───── 本文 ─────

すぐに業者に頼もうと思ったものの、ネットを見ると「業者に頼んでも完全には駆除できなかった」という書き込みもちらほら。

 

そこで、まずは自力で頑張ることにしたそうだ。

 

しかし、効能欄に「トコジラミ」と書いてある殺虫剤を試しても、結果は芳しくなかった。

 

カズキさんの家にいたのは、殺虫剤によく使われている成分「ピレスロイド」に抵抗性を持つスーパートコジラミだったのだろう。

 

(製薬会社は一律に「トコジラミに効く」と書かず、「従来のトコジラミのみに効く」のか、「スーパートコジラミにも効く」のか明記してくれたらいいのに、と思う)

 



 

そんな中、カズキさんは、とある待ち伏せスプレーと出会った。

 

使用成分はカルバメート系。

 

ネットでの評判どおり、かなりの効果を実感できたというが、完全駆除までは至れなかった。

─────

#### [作業指示]
1. トコジラミ駆除についての本文で、カズキさんがまず自力で駆除に取り組むことにしたのはなぜですか？本文に書かれている理由を1～3文で説明してください。
2. トコジラミ駆除についての本文の続きを書いてください。
データは参照しなくてもかまいません。

───── 抽出データ ─────

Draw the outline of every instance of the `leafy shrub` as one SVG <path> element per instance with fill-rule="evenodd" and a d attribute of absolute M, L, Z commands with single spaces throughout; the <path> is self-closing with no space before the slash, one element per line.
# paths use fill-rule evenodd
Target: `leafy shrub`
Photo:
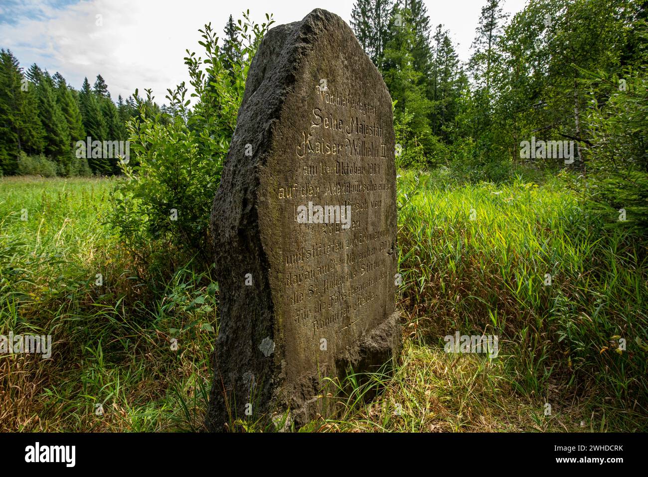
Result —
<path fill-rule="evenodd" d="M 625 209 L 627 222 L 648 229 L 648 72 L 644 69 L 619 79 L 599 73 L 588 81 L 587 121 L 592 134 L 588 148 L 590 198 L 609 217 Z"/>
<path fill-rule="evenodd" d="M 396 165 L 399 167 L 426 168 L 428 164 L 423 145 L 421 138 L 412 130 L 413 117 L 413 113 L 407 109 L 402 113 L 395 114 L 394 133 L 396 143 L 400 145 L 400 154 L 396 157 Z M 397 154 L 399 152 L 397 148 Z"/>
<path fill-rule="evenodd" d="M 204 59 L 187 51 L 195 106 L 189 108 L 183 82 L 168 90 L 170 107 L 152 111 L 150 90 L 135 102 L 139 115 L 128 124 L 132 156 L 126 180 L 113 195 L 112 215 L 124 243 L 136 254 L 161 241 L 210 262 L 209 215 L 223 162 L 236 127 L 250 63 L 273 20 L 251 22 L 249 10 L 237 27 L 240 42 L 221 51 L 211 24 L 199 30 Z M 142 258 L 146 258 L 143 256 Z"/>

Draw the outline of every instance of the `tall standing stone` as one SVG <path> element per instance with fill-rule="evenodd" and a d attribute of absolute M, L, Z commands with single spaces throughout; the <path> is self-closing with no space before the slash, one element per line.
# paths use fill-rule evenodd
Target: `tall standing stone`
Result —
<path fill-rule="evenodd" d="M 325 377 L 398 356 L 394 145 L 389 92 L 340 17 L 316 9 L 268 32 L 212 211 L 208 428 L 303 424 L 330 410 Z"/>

─────
───── 抽出データ ─────

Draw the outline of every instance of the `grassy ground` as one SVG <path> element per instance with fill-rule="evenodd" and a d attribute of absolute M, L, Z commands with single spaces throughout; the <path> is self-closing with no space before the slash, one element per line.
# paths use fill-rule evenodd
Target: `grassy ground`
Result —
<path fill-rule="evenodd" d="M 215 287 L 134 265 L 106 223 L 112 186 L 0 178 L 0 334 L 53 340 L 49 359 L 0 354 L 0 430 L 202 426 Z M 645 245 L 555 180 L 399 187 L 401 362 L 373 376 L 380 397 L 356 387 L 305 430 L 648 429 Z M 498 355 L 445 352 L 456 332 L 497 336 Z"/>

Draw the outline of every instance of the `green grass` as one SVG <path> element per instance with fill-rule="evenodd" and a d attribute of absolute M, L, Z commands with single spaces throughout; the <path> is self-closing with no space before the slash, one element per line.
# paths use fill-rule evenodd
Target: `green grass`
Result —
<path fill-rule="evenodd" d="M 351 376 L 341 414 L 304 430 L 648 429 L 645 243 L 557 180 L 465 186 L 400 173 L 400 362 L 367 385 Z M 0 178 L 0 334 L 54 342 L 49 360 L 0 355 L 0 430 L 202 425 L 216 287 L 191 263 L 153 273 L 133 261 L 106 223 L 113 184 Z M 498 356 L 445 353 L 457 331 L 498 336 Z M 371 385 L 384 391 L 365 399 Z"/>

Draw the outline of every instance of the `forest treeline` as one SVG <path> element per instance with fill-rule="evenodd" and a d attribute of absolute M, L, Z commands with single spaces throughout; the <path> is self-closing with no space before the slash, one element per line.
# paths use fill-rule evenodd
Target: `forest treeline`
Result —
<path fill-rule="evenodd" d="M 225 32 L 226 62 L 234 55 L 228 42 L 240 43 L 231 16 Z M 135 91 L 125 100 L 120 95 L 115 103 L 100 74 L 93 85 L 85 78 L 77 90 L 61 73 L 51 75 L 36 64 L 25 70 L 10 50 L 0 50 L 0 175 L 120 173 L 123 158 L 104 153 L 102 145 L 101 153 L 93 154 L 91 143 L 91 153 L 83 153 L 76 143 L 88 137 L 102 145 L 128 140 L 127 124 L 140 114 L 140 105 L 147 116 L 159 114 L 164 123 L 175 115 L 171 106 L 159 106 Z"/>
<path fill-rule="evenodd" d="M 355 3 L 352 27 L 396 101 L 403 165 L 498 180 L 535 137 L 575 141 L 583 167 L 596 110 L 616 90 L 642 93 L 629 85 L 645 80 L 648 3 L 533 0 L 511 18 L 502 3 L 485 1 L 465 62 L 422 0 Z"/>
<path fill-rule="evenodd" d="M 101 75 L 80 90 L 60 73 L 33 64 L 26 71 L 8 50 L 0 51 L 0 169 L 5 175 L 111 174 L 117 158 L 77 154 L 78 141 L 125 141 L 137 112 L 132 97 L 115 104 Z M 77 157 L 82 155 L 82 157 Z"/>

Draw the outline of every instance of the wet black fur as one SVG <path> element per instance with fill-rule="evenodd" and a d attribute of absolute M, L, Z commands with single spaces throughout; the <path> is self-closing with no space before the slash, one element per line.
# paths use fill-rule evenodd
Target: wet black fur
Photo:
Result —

─────

#### [解答例]
1. ネットで「業者に頼んでも完全には駆除できなかった」という書き込みをいくつか目にしたからです。

2.
部屋のあちこちにヤツらが拡散しすぎていて、スプレーしきれなかったのが原因だろうと本人は分析する。

 

 

 

 

カズキさんがダニだと勘違いしてダニ対策をしていた間、ヤツらは繁殖を続けていた。

 

その結果、気づいたときには大繁殖をしていた。

 

そして、大繁殖したヤツらは、家中のあちこちに移動してしまったのだ。

 

 

本を読もうとすれば、背表紙と本の隙間にいる。

 

目覚まし時計の電池を替えようとフタを開けたら、中にいる。

 

 

「また出たーっ!!」

 

 

 

 

 

なかなか駆除しきれないトコジラミ。

 

増える一方の虫刺され。

 

絶え間なく続く、耐えがたい痒み。

 

夜が来る恐怖。

 

 

すべてに辟易し、ついに

 

「こうなったら、もう何もかも捨ててやる。隠れる場所を可能な限り減らしたうえで、待ち伏せスプレーを撒いてやる!」

 

と、家財全捨てを決意するに至ったのだそうだ。

 

 

「たださ、仮にトトリちゃんが俺と同じように全捨てして駆除しようとしても、うちに比べてトトリちゃんの家は駆除しにくいと思うんだ」

 

「ええっ、どうしてですか!?」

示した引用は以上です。